**RECORDS TO PROCESS**
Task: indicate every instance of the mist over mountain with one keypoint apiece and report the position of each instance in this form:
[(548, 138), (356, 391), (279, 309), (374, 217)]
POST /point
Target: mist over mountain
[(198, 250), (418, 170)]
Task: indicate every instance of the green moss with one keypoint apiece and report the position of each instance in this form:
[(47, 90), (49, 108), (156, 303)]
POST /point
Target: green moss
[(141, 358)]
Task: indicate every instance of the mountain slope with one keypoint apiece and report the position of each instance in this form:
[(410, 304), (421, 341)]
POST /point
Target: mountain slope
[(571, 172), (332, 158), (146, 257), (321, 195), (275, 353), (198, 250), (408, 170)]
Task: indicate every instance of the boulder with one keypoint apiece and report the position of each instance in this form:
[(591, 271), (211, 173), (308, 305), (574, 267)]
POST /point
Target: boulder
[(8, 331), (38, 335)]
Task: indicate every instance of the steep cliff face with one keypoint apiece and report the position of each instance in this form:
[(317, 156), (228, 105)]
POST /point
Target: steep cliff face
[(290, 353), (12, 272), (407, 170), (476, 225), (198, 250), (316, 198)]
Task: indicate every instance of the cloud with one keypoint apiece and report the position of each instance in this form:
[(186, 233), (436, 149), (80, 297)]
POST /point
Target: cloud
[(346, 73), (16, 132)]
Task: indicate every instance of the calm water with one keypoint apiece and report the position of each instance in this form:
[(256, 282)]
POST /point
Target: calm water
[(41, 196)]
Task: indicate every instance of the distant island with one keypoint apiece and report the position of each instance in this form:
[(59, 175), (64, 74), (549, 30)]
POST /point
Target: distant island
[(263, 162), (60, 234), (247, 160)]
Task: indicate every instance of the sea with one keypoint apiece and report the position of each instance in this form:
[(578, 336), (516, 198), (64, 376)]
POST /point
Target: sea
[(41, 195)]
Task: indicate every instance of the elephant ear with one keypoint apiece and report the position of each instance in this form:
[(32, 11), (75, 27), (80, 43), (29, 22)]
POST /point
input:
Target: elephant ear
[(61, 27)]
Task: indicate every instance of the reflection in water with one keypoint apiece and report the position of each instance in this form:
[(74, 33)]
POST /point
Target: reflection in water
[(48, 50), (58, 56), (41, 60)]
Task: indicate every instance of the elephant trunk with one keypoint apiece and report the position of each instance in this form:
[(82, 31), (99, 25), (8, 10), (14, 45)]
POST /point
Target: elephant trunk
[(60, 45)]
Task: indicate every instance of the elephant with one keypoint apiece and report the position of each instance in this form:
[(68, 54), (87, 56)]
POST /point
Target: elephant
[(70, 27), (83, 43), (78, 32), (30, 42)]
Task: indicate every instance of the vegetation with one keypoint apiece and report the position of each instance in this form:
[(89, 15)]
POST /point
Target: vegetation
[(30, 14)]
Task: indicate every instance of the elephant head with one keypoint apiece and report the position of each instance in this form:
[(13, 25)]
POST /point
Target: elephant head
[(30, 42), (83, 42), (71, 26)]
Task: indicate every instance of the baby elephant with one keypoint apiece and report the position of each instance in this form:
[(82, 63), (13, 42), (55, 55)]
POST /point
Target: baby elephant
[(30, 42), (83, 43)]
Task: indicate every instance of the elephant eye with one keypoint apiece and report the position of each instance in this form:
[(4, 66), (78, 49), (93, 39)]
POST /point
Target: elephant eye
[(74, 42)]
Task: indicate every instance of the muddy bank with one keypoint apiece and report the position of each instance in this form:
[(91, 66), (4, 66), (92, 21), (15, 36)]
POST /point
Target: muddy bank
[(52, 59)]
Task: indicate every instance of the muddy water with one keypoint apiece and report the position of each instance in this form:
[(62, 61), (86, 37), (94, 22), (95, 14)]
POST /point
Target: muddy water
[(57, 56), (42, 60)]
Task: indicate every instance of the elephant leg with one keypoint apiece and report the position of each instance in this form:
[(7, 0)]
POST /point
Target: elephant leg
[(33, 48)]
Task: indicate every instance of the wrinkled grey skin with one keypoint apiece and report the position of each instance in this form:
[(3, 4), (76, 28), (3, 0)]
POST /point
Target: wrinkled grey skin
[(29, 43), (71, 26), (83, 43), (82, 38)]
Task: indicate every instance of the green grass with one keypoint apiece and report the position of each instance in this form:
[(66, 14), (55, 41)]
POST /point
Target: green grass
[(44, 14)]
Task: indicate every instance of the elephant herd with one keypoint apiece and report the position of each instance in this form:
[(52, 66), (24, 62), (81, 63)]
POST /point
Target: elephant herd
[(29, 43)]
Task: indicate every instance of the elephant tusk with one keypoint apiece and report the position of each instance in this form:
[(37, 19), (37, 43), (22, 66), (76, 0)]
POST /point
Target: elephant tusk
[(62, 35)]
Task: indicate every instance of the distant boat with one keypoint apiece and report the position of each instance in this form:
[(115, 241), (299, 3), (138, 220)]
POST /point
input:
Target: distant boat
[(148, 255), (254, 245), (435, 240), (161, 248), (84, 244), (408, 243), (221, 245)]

**TASK**
Retype the entire listing above, reproducing every line exactly as it appears.

**REPLY TO THE EXERCISE**
Task: indicate every instance of the mist over mountain with one keypoint apiece and report the position of each instance in this form:
[(548, 138), (356, 391), (279, 309), (374, 217)]
POST /point
Target: mist over mountain
[(198, 250), (418, 170)]
Task: indicate every instance of the green moss with one keypoint apiece and report the position of each instance in this form:
[(47, 90), (49, 108), (156, 303)]
POST /point
Target: green moss
[(141, 358)]
Task: indicate every instance of the mountain slope with one keypoint apiece and report the position of each instance in this form:
[(410, 304), (421, 341)]
POST /point
Target: mountain slope
[(571, 172), (332, 158), (146, 257), (321, 195), (275, 353), (198, 250), (408, 170)]
Task: indicate every instance of the boulder with one keypoint apiece and report the position of each instance in this form:
[(591, 271), (211, 173), (308, 305), (574, 267)]
POST /point
Target: boulder
[(8, 331), (38, 335)]
Task: indicate every instance of the steep cliff face with one keypoint apiece and report the position of each instance in this form:
[(317, 156), (228, 105)]
POST /point
Target: steep cliff face
[(290, 353), (12, 272), (407, 170), (476, 225), (198, 250), (316, 198)]
Task: indicate every instance of the cloud with one keypoint apiece and report the position of each instance in this form:
[(186, 233), (436, 149), (80, 297)]
POST /point
Target: cloud
[(346, 73), (16, 132)]
Task: indicate every instance of the calm water with one keypoint apiece and report the position of each instance in this form:
[(256, 282)]
POST /point
Target: calm water
[(41, 196)]
Task: indicate every instance of the distant island with one keypoint apiece and report the position of each instance in this form:
[(59, 175), (64, 74), (549, 30)]
POST /point
Target: distant island
[(263, 162), (60, 234), (247, 160)]
Task: indicate every instance of the sea with one keypoint apiece and report the position of each instance in this form:
[(578, 336), (516, 198), (64, 376)]
POST /point
Target: sea
[(41, 195)]
Task: indicate every instance of the elephant ear with one keypoint apiece and report the position of each instance in this form:
[(32, 11), (75, 27), (80, 43), (29, 22)]
POST /point
input:
Target: elephant ear
[(61, 27)]
Task: indicate every instance of the reflection in water with one keypoint apiece and report the position of each instance in this form:
[(74, 33)]
POST /point
Target: reflection in water
[(48, 50), (58, 56), (41, 60)]
Task: indicate every instance of the elephant trunk with one keypoint apiece and report the position of each instance in this form:
[(82, 31), (99, 25), (8, 10), (14, 45)]
POST /point
Target: elephant trunk
[(60, 45)]
Task: indicate every instance of the elephant with one keypoint apiece and report the position of each instance in this form:
[(68, 54), (87, 56)]
POST /point
Target: elephant
[(70, 27), (83, 43), (78, 32), (30, 42)]
Task: indicate every instance of the vegetation with one keypoint apiece and report the position of each instance in this form:
[(89, 15)]
POST /point
Target: vegetation
[(30, 14)]
Task: indicate every instance of the elephant head with one keypoint apiece and report the position of each instance in this form:
[(13, 25)]
POST /point
Target: elephant head
[(30, 42), (83, 42), (71, 26)]
Task: indicate every instance of the baby elephant with one keypoint apiece and report the position of each instance in this form:
[(82, 63), (13, 42), (55, 55)]
POST /point
Target: baby elephant
[(30, 42), (83, 43)]
Task: indicate every instance of the elephant eye with one keypoint apiece and report the position of each instance in this form:
[(4, 66), (78, 49), (93, 39)]
POST /point
Target: elephant eye
[(74, 42)]
Task: indicate every instance of the muddy bank with one keypoint apiece and report the position of each instance in this form:
[(91, 66), (4, 66), (92, 21), (15, 36)]
POST /point
Target: muddy bank
[(52, 59)]
Task: indicate every instance of the muddy water with one keypoint apiece and report the position of each instance in this form:
[(62, 61), (86, 37), (94, 22), (95, 14)]
POST /point
Target: muddy water
[(57, 56), (42, 60)]
Task: indicate every instance of the elephant leg with one keypoint apiece and report the position of each instance in this form:
[(7, 0)]
POST /point
Target: elephant leg
[(33, 48)]
Task: indicate every instance of the wrinkled grey skin with one keypoint apiece and report the position of each instance in this form:
[(3, 4), (76, 28), (3, 0)]
POST /point
Target: wrinkled grey skin
[(29, 43), (71, 26), (83, 43), (82, 38)]
Task: indicate every instance of the green grass with one keypoint apiece and report the position of each instance in this form:
[(66, 14), (55, 41)]
POST /point
Target: green grass
[(44, 14)]
Task: indicate every instance of the elephant herd with one keypoint apiece and report the position of each instance in this form:
[(52, 66), (24, 62), (81, 63)]
POST /point
Target: elephant herd
[(29, 43)]
Task: indicate every instance of the elephant tusk with one keypoint apiece and report the position of each instance in this form:
[(37, 19), (37, 43), (22, 66), (76, 0)]
POST /point
Target: elephant tusk
[(62, 35)]
Task: indicate every instance of the distant boat with one keypoint apiece and report the position of each instance in this form:
[(115, 241), (299, 3), (138, 220)]
POST /point
input:
Target: distant boat
[(148, 255), (254, 245), (435, 240), (161, 248), (84, 244), (408, 243), (221, 245)]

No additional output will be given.